> SUPPLIED RECORDS

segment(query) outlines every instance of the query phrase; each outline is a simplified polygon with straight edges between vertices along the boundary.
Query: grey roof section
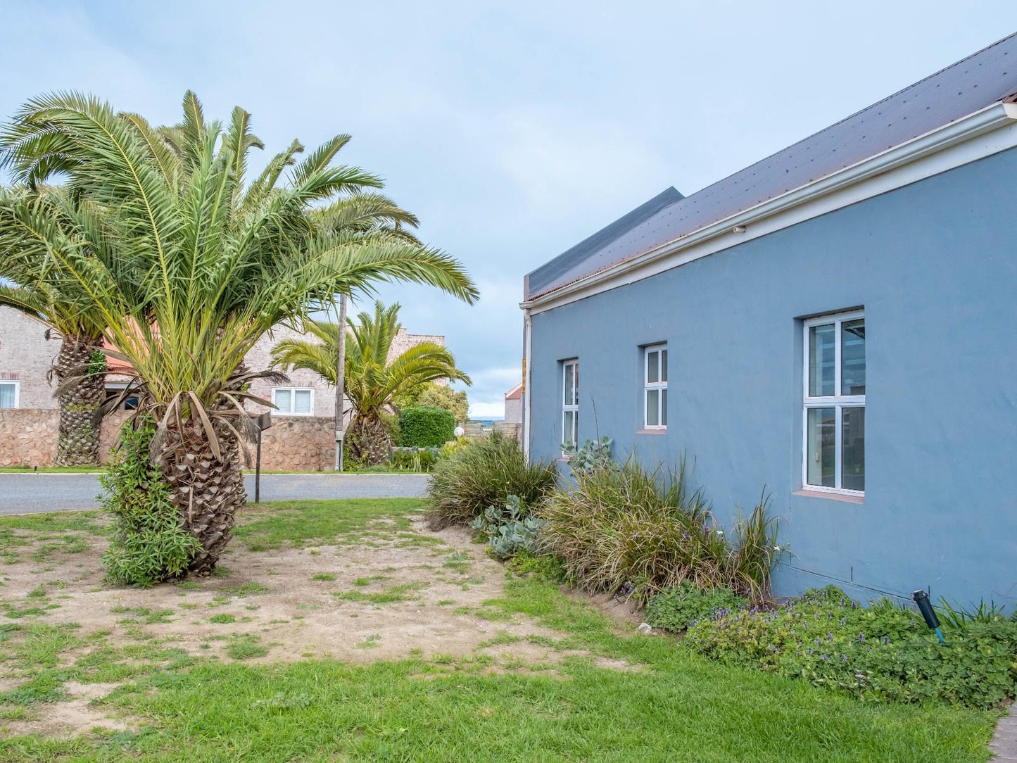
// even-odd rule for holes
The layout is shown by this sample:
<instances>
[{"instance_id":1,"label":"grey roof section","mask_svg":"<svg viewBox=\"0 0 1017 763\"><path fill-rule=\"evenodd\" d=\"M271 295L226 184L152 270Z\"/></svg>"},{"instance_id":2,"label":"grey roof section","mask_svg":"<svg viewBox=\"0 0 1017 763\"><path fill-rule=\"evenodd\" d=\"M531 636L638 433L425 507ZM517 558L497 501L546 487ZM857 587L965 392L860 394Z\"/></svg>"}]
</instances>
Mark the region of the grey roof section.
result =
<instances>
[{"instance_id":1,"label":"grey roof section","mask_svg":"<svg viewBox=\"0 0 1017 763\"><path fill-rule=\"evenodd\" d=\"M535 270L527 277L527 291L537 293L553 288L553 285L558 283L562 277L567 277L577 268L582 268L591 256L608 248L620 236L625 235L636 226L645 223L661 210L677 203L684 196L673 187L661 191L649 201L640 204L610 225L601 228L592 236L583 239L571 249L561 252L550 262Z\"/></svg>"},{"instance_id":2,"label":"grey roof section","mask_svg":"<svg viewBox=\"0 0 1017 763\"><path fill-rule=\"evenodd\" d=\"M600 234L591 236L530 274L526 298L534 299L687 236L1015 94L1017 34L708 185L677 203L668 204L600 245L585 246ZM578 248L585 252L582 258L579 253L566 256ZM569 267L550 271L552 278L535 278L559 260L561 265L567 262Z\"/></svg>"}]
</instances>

> AIM OF THE EXERCISE
Reproduce the records above line for line without any changes, but leave out the pictures.

> EXERCISE OUTPUT
segment(query) outlines every instance of the query phrase; each outline is a simplified polygon with straight edges between vertices along the boundary.
Query: grey roof section
// even-odd rule for holes
The layout is shown by this sample:
<instances>
[{"instance_id":1,"label":"grey roof section","mask_svg":"<svg viewBox=\"0 0 1017 763\"><path fill-rule=\"evenodd\" d=\"M271 295L226 184L152 270Z\"/></svg>"},{"instance_id":2,"label":"grey roof section","mask_svg":"<svg viewBox=\"0 0 1017 763\"><path fill-rule=\"evenodd\" d=\"M531 636L638 433L425 507ZM517 558L497 501L546 487ZM857 587L965 392L860 394Z\"/></svg>"}]
</instances>
Mark the region of the grey roof section.
result =
<instances>
[{"instance_id":1,"label":"grey roof section","mask_svg":"<svg viewBox=\"0 0 1017 763\"><path fill-rule=\"evenodd\" d=\"M535 270L527 277L527 291L537 293L553 288L553 285L558 283L562 277L567 277L577 268L582 268L591 256L608 248L620 236L625 235L636 226L645 223L661 210L677 203L684 196L673 187L661 191L649 201L640 204L610 225L601 228L592 236L583 239L571 249L561 252L550 262Z\"/></svg>"},{"instance_id":2,"label":"grey roof section","mask_svg":"<svg viewBox=\"0 0 1017 763\"><path fill-rule=\"evenodd\" d=\"M600 234L591 236L530 274L526 298L534 299L687 236L1015 94L1017 34L708 185L677 203L668 204L600 245L585 246ZM578 248L585 252L582 258L579 253L566 256ZM569 267L550 271L552 278L535 278L559 260L561 265L567 262Z\"/></svg>"}]
</instances>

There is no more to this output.